_TASK REQUIREMENTS_. Where a line contains "the window in this photo.", start there and write out that line and each one after it, word for word, through the final line of the entries; add nothing else.

/---

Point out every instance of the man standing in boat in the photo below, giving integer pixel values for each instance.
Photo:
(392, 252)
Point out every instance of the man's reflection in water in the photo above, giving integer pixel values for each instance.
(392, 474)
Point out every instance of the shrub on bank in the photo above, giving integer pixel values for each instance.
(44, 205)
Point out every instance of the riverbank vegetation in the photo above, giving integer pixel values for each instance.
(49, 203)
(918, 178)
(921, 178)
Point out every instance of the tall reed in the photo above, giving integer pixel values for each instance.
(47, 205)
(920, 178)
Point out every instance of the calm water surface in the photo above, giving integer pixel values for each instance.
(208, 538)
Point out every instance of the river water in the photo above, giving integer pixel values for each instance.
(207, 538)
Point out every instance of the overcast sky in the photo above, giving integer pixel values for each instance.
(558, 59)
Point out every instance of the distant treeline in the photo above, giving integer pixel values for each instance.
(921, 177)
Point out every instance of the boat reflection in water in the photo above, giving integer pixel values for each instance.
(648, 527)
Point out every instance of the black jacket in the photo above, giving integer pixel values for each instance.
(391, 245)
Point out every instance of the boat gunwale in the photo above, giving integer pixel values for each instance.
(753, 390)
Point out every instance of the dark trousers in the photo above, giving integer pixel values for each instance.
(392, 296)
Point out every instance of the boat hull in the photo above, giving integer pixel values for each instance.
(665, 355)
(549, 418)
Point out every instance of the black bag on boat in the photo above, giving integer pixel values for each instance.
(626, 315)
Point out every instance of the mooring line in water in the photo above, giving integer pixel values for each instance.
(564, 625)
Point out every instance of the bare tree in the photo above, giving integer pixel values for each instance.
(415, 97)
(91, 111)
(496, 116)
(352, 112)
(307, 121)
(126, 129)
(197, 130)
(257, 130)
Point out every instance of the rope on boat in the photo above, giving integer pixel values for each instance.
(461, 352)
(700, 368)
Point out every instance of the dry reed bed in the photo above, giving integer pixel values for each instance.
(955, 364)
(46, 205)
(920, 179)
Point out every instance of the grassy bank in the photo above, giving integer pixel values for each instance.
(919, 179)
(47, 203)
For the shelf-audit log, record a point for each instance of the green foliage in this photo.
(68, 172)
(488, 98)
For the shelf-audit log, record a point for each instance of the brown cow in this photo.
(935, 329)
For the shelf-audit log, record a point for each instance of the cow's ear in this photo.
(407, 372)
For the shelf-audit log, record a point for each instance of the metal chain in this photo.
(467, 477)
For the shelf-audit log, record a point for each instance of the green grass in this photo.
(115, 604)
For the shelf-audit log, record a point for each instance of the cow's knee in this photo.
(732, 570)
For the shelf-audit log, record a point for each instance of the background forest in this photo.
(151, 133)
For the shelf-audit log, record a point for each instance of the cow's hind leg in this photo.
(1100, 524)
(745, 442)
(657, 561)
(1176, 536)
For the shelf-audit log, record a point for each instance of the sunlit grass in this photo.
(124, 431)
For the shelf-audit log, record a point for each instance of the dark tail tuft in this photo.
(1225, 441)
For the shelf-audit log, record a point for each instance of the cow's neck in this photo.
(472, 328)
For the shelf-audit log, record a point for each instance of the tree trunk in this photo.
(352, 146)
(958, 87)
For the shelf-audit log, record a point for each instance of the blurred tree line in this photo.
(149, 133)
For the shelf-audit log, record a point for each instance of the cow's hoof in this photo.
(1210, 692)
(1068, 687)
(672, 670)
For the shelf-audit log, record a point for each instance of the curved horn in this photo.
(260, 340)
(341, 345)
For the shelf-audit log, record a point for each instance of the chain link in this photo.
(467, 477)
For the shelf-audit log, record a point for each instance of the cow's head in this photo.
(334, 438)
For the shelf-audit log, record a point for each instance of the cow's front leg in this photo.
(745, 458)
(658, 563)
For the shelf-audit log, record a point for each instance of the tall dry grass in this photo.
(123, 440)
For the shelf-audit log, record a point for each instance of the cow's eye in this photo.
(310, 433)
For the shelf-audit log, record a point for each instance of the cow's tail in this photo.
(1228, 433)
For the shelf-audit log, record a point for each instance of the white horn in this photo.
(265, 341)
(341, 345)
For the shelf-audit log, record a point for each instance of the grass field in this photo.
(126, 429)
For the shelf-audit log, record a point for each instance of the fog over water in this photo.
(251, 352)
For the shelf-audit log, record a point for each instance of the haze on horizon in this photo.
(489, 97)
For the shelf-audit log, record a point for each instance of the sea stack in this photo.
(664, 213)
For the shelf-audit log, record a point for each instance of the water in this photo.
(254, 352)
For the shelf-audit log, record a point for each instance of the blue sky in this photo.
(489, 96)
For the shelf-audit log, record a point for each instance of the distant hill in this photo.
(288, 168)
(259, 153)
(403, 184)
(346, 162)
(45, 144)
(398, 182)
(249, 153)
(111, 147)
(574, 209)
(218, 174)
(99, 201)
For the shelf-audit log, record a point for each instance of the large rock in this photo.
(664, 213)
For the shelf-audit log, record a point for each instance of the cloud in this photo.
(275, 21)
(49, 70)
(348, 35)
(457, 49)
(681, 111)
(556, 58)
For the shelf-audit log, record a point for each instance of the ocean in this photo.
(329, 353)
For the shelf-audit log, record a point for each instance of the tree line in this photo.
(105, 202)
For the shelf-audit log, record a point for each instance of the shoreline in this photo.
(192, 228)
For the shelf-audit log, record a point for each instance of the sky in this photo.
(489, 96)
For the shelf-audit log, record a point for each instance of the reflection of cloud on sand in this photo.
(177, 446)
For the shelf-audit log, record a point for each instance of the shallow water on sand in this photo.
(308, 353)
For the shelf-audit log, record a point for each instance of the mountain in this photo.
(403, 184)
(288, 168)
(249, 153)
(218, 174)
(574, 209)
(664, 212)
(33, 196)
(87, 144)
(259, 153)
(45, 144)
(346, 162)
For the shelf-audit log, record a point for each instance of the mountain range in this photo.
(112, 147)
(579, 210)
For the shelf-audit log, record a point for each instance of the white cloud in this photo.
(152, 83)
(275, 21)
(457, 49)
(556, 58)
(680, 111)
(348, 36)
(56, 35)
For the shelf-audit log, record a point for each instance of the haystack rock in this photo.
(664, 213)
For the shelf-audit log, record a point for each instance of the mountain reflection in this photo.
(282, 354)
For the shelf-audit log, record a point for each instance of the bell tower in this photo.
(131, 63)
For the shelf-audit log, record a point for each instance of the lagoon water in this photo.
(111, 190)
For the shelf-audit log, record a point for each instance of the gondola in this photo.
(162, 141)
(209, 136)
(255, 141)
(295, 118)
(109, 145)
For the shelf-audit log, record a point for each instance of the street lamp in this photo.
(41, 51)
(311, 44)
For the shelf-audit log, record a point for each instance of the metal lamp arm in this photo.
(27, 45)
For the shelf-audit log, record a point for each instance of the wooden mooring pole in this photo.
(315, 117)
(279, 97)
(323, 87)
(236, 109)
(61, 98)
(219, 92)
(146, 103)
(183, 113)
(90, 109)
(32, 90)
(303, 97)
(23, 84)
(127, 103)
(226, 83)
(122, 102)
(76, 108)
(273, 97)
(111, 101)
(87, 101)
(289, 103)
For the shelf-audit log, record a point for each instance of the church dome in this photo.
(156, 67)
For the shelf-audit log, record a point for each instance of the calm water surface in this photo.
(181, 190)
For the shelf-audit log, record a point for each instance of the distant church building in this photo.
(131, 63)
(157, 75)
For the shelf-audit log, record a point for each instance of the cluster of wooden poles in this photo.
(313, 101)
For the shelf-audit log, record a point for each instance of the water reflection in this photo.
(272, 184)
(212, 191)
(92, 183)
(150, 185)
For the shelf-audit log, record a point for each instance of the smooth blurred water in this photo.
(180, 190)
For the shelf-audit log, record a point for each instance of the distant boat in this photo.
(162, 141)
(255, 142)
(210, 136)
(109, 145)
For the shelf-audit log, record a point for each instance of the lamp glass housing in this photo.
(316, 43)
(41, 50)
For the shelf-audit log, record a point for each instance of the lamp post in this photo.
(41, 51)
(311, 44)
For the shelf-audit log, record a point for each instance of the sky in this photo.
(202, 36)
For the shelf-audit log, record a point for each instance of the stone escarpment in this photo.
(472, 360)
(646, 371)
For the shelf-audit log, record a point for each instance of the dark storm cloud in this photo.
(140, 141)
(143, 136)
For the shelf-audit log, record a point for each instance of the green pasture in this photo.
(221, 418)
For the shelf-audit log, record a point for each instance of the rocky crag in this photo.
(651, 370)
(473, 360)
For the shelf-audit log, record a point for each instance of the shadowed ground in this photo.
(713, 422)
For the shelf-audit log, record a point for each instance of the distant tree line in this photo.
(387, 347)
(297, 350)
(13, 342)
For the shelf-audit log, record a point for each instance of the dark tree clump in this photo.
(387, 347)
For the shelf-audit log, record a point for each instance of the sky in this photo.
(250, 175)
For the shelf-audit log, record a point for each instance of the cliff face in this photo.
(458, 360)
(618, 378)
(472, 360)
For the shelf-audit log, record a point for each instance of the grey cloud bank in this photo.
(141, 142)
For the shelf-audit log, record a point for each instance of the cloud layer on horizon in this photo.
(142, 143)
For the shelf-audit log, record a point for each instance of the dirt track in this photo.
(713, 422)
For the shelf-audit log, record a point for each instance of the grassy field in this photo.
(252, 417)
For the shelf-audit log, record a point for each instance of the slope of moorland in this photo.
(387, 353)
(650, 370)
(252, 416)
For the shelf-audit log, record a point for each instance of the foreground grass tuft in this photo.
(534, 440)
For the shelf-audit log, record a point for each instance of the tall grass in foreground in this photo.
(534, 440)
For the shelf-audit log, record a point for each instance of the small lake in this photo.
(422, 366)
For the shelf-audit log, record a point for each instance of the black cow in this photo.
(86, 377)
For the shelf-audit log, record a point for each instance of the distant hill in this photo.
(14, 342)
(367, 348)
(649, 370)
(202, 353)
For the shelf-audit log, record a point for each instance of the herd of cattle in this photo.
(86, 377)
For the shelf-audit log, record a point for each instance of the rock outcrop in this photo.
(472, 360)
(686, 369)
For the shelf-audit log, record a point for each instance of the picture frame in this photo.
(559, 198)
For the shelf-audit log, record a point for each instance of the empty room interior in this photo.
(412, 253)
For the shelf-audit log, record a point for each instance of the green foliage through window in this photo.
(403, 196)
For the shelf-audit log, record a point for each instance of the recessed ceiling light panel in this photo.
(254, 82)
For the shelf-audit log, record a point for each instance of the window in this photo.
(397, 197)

\---

_SOLVED EXERCISE_.
For the shelf-audit log, record a point for each instance of the window in this photo.
(397, 197)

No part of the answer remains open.